Prompt 1
Please rewrite the paragraph of the page text that begins "I took a tech squad call to Susan" as a short bulleted list, keeping its main facts.
Prompt 2
In the page text, what message appeared when Susan tried to reboot?
Prompt 3
List every key in the keyboard shortcut that the page text calls the "3-finger salute."

START Page text

Meantime I have made an appointment with the Channing House CFO to learn more about how the Gift Shop does their banking through Channing House. If this works out, then it could be the next thing we do at WFB is close the account entirely. Which would be very satisfying.

I took a tech squad call to Susan, who is one of my favorite neighbors anyway. Her Mac Mail app was behaving very strangely, and when she tried to reboot she would get a message “Restart canceled by Mail.app”. Yeah well I know how to deal with apps like that. I taught her the 3-finger salute, command-option-escape that brings up the app killing dialog. Force-quit Mail, reboot, start Mail, all is well. Strange behaviors gone.

Later I checked out the microphone equipment on the 11th floor because very belatedly we were asked to provide AV support for an event on Friday. This Friday. On Monday. Grump.

END Page text
START Information

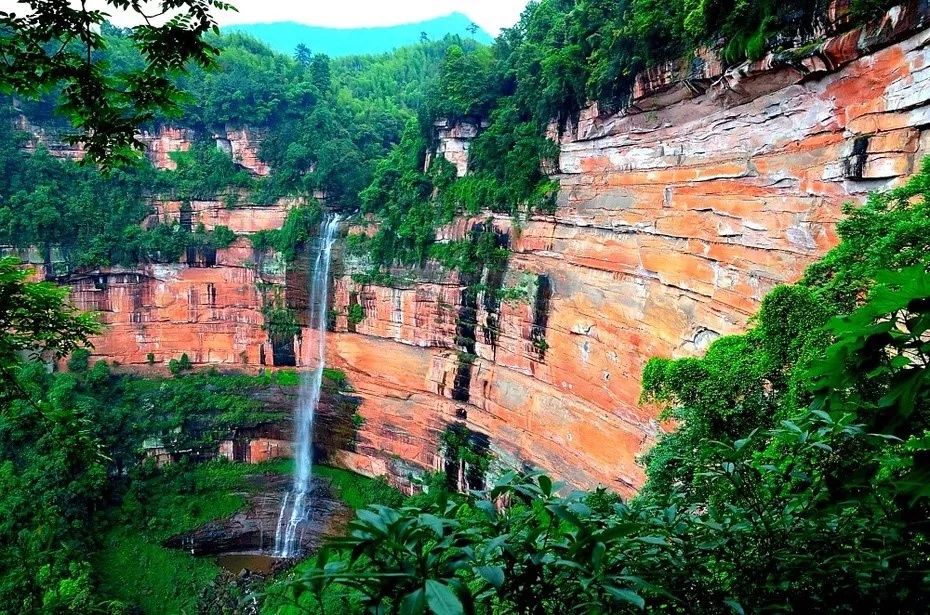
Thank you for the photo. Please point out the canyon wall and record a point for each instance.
(674, 219)
(209, 307)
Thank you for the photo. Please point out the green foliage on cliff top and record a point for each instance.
(795, 479)
(560, 55)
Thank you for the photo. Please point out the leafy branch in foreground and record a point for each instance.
(55, 45)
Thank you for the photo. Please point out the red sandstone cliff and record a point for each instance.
(674, 220)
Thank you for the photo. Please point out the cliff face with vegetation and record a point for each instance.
(673, 221)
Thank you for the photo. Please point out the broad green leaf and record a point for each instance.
(442, 600)
(492, 574)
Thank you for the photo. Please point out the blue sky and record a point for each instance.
(492, 15)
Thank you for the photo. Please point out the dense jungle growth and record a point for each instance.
(794, 471)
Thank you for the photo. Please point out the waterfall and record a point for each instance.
(308, 397)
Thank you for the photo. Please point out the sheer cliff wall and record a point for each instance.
(673, 221)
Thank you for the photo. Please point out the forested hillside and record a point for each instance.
(340, 42)
(325, 123)
(791, 469)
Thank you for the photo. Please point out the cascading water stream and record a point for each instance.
(308, 397)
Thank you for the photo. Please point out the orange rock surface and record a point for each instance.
(672, 225)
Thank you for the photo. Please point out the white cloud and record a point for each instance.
(492, 15)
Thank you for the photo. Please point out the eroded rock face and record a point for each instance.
(674, 220)
(209, 306)
(672, 225)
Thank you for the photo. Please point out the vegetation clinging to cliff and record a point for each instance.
(561, 54)
(796, 477)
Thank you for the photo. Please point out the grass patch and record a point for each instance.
(359, 491)
(134, 568)
(138, 572)
(356, 491)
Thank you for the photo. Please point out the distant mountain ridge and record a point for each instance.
(337, 42)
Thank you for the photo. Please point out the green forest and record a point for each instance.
(795, 476)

END Information

Response area 1
- A tech squad call went to Susan, a favorite neighbor.
- Her Mac Mail app was behaving very strangely.
- Rebooting produced the message "Restart canceled by Mail.app".
- She was taught command-option-escape, which brings up the app-killing dialog.
- The fix was to force-quit Mail, reboot, and start Mail again, after which the strange behaviors were gone.

Response area 2
"Restart canceled by Mail.app"

Response area 3
- command
- option
- escape